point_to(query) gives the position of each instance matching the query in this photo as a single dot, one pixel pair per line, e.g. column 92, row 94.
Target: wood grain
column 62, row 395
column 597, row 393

--

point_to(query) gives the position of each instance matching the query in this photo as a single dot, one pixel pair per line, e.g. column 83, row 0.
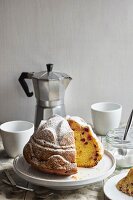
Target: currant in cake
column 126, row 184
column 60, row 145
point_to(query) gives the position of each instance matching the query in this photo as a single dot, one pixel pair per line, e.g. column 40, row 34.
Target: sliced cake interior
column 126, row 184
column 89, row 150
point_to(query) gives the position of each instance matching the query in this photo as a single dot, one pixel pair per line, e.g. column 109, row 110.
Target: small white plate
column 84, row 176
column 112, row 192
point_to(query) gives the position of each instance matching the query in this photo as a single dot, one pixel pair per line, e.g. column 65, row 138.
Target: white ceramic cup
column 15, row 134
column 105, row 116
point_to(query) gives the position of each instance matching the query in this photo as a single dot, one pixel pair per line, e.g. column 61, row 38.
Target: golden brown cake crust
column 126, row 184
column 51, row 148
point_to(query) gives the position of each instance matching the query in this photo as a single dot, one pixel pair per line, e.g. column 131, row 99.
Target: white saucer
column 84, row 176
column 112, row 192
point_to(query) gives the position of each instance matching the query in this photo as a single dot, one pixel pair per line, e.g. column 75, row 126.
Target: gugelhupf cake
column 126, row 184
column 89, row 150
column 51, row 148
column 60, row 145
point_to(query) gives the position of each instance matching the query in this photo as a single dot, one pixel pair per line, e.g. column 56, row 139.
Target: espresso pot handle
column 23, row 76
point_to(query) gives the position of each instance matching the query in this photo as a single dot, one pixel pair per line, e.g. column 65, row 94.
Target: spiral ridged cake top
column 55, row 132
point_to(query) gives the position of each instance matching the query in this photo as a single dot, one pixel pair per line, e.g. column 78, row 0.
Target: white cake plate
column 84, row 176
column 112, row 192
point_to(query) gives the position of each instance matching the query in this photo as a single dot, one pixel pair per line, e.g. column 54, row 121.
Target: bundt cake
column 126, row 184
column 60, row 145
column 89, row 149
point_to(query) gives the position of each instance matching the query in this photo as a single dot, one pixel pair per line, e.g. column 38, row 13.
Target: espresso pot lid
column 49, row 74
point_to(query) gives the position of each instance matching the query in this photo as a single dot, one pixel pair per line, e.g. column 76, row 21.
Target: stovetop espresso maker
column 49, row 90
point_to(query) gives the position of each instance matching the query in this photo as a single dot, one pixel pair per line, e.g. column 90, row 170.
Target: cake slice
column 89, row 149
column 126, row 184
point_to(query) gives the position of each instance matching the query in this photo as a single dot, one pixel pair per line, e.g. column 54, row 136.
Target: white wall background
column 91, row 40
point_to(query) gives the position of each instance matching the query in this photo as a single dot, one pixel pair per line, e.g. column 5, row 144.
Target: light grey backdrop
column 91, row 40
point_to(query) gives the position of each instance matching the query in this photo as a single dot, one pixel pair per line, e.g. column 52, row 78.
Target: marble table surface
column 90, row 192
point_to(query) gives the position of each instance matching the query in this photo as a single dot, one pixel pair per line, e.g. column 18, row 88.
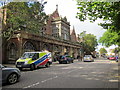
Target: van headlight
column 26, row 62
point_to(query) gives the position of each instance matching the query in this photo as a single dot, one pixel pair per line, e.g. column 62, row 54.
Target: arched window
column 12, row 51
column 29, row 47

| OBJECTIVE |
Rewrite the lines from the one containing "92, row 94." through the one containing "column 597, row 393", replacing "wood grain" with "timber grain" and leaving everything else unchanged.

| THE REPLY |
point_to(query) gives the position of each instance matching the query in this photo as a single dot, one pixel pair per line, e.g. column 92, row 94.
Target: timber grain
column 62, row 395
column 597, row 393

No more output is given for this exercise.